Excerpt →

4. The Terms of Use contract contains clauses that seem to prioritise trial sponsors’ legal rights over researchers’ need to scrutinise and use information from CSRs to improve the evidence base for patient care. These supposed rights given to sponsors have never been established in law and are currently being debated in court cases in which the Agency is involved. Of greater concern, researchers will be asked to agree to a clause that allows trial sponsors to take direct legal action against the researcher for possible violation of the terms of use. Individual researchers are therefore being made vulnerable to protracted legal battles with large companies for infractions to these cumbersome rules. Since the rules themselves are poorly specified, these cases are likely to involve lengthy legal discussion. They will therefore introduce a new and unpredictable risk of high legal costs into routine academic work, effectively chilling researchers’ ability to use information relevant to patient care.
You have probably heard from some quarters that information from clinical trials is commercially confidential. We have heard one pharmaceutical company lawyer from AbbVie even go as far as claiming that information on adverse events should be kept as trade secrets. However some companies and most academic institutes are throwing off the culture of secrecy and moving forward. The recently agreed European Clinical Trials Directive will enshrine the policy that information in CSRs is not generally commercially confidential in law.
There is no good reason to introduce barriers to CSR access as the Agency’s draft policy does. We know you agree that allowing independent researchers to be free to scrutinize CSRs will have huge benefits for patients, doctors, pharmacists, regulators and researchers and that these will inform treatment decisions now and decisions about future research.

[Entries taken from a collection]

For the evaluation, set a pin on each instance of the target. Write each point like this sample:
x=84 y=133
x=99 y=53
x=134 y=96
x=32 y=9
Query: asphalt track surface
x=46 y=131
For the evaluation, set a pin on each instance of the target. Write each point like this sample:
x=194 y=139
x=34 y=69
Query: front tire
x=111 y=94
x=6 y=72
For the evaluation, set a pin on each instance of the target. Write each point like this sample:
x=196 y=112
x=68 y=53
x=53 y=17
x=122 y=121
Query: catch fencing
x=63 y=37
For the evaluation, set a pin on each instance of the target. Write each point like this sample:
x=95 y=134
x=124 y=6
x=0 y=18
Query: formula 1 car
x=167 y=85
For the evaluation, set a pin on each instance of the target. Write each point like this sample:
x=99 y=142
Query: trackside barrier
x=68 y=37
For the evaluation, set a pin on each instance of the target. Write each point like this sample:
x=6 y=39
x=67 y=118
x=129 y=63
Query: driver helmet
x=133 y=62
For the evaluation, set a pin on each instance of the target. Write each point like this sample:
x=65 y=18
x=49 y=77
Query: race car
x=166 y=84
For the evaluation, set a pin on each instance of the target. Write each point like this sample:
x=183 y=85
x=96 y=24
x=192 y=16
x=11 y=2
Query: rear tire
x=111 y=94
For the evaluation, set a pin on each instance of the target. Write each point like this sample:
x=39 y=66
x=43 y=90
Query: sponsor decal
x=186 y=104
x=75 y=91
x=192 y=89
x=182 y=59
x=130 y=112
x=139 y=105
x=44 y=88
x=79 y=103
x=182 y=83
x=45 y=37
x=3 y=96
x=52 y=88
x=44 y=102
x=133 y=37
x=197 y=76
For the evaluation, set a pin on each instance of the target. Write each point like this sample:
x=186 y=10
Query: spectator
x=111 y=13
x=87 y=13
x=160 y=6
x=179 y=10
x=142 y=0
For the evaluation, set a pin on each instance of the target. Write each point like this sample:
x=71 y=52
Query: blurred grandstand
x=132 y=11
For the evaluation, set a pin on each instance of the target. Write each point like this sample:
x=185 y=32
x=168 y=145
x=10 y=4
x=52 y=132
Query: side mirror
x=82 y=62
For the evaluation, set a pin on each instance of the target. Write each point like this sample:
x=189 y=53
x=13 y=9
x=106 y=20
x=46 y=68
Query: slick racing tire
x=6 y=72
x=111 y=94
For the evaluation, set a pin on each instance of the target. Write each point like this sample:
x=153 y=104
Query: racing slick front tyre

What is required → Can you extract the part of the excerpt on access to clinical study reports that runs from "You have probably" to "confidential in law.", copying it word for word?

Answer to this task →
You have probably heard from some quarters that information from clinical trials is commercially confidential. We have heard one pharmaceutical company lawyer from AbbVie even go as far as claiming that information on adverse events should be kept as trade secrets. However some companies and most academic institutes are throwing off the culture of secrecy and moving forward. The recently agreed European Clinical Trials Directive will enshrine the policy that information in CSRs is not generally commercially confidential in law.